YOUR INSTRUCTIONS:
Report how many lines in the entries below contain the string "segment", counting only matches with the same capitalization, and give nothing but the number.

RECORDS FOR THE TASK:
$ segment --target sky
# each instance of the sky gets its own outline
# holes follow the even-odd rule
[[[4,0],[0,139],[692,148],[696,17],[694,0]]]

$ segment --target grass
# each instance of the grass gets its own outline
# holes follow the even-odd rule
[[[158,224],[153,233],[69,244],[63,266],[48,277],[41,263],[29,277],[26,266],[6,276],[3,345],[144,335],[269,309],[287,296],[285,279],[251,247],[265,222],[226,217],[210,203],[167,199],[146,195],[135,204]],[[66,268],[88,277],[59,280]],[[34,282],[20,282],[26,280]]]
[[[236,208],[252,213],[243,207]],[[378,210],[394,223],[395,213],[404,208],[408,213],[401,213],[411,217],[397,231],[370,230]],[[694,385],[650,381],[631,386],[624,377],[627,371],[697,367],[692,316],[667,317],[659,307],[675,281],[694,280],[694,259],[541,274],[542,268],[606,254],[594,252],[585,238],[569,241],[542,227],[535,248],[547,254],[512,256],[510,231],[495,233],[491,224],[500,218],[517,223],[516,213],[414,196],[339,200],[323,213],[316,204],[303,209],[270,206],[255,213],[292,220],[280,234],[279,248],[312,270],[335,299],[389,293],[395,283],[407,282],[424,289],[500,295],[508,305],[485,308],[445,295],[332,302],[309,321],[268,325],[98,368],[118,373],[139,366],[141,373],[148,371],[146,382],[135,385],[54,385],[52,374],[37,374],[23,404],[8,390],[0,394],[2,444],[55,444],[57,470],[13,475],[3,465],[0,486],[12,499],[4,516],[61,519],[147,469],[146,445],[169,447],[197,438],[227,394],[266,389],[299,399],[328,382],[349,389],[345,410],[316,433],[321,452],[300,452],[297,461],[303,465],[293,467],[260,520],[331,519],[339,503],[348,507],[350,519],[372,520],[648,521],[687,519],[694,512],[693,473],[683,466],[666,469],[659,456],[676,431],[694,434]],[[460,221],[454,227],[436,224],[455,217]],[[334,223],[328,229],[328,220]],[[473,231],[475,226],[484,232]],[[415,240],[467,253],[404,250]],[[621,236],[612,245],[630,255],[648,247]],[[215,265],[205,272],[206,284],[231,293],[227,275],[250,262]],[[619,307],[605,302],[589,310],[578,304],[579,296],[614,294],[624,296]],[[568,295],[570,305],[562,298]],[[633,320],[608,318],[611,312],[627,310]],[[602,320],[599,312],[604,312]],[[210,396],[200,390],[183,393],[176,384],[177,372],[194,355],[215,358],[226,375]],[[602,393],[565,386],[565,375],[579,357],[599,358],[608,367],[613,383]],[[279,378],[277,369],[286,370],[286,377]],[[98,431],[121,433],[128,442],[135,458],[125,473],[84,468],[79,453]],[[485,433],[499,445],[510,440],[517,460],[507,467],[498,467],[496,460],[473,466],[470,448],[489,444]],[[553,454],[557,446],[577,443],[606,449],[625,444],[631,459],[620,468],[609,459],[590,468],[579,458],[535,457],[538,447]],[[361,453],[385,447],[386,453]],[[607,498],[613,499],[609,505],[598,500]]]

EXERCISE OUTPUT:
2